## Aim
Locate every line of the material below that contains the string "instance", and copy each such line in full. The match is case-sensitive.
─── Material provided
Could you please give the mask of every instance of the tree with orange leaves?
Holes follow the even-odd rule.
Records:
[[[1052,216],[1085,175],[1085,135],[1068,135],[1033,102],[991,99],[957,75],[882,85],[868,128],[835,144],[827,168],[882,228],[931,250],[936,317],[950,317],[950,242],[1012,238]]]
──────
─── Material provided
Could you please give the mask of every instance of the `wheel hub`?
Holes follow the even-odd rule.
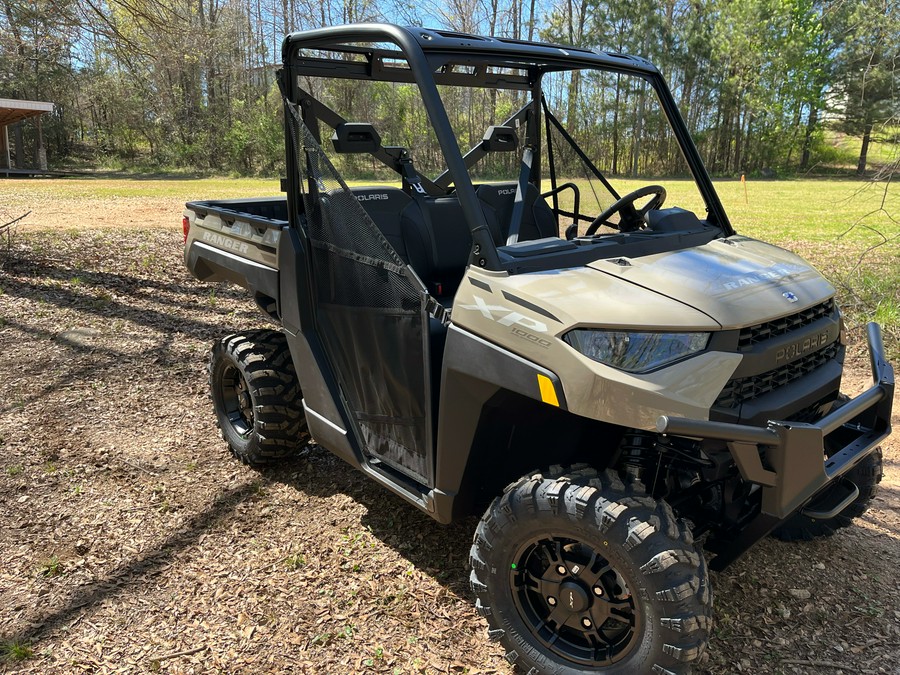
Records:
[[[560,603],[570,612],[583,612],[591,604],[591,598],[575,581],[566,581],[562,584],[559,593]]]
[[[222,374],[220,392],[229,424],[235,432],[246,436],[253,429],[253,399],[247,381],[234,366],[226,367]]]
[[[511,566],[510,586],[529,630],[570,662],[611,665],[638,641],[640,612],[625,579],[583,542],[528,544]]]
──────
## Complete response
Could you please give the mask of every instance of the tree with orange leaves?
Could you please give the mask of every instance of the `wheel hub`?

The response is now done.